> _SET EXERCISE 1_
In the article on Scottish salmon farming, what were Kinloch Damph's annual sales?
:: DOCUMENT TEXT ::
SCOTLAND’s salmon-farming industry must focus on such premium-priced market segments as organic salmon or risk oblivion, according aquaculture experts.
Lars Liabø, founder and director of Kristiansund-based Kontali Analyse, a Norwegian firm that analyses the industry, said: “Scottish operators will either have to specialise in organic or else develop a brand [such as the Tartar brand]. They used to get a premium for their salmon in France, but they’ve destroyed that. They should steer clear of the commodity part of the market.”
Liabø added: “Scottish-based producers should be focusing on the big UK market and trying to fill niches rather than competing with mainstream and commodity players. Competitors in such places as Norway and Chile have far lower costs of production.”
Following a period of sustained low prices, the Scottish salmon farming industry is struggling to remain profitable and is undergoing major rationalisation and restructuring.
In Shetland, four salmon farms went into receivership earlier this year. Last week Kishorn-based Kinloch Damph, with annual sales of £7 million, went into administration.
Administrator David Hunter, of Glasgow-based accountants Campbell Dallas, said: “It was really the terms on which smolts [young salmon] were being sold that was the problem. This was not sustainable.”
Kinloch Damph, like many feed suppliers, had been extending lines of credit to financially shaky salmon farm operations following a model that large brewers had with the on-trade — pubs, bars, clubs, restaurants and hotels — in the 1970s and 1980s.
Hunter said: “It appears these terms were very, very poor and in effect the company has been financing many of the independent firms in Shetland. In many cases payment was not received until the relevant salmon had been harvested and sold to market.”
The costs of salmon farming are higher in Scotland because the size of farms is restricted by the authorities, bureaucracy and because the Crown Estate owns the seabed and charges salmon farms rent.
The Scottish Executive has made gestures of support, including putting together a “framework” last year and securing £1.5m of European money to help fund a campaign to promote the health benefits of salmon.
:::
> _SET EXERCISE 2_
Output the part of the rows that opens with the line containing "Worksheet Problem 2: The image above contains the hillside." and closes with the line containing "1004, 382, 1070, 494" as a JSON list of strings, one string per line and blank lines skipped.
:: MATERIAL FOR THIS EXERCISE ::
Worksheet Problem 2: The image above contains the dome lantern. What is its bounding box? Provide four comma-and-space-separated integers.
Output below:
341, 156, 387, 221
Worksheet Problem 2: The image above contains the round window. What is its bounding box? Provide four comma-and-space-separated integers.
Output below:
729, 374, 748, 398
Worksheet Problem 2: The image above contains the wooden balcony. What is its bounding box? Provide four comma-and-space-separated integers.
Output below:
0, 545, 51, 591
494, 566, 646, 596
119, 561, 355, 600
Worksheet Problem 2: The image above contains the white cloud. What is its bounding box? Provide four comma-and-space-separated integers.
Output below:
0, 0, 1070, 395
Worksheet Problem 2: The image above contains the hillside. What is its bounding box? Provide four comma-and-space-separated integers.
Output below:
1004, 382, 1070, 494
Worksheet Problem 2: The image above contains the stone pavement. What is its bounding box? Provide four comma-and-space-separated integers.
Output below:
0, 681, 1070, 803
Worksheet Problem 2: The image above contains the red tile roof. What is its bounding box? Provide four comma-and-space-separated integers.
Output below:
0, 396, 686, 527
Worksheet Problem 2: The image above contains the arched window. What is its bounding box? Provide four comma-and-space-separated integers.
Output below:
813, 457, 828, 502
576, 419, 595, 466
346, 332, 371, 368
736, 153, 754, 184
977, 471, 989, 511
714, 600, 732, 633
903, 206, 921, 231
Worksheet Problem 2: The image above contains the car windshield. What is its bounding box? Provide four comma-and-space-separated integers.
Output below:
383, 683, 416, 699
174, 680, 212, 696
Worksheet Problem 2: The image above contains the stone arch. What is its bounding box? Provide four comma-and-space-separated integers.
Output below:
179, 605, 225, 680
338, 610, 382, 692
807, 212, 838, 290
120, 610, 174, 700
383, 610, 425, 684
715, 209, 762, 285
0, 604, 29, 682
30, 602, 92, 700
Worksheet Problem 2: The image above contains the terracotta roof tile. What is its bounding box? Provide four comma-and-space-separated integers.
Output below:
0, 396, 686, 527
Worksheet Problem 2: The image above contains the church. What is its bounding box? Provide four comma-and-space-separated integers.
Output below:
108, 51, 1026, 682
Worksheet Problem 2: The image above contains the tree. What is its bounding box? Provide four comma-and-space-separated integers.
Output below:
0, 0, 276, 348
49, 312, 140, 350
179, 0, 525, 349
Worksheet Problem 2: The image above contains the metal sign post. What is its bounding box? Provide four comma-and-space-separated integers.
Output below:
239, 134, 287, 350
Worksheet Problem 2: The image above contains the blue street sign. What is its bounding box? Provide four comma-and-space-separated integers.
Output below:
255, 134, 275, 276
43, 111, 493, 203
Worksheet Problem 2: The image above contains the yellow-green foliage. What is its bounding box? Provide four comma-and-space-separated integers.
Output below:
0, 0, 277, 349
:::
> _RESULT 1_
£7 million

> _RESULT 2_
[
  "Worksheet Problem 2: The image above contains the hillside. What is its bounding box? Provide four comma-and-space-separated integers.",
  "Output below:",
  "1004, 382, 1070, 494"
]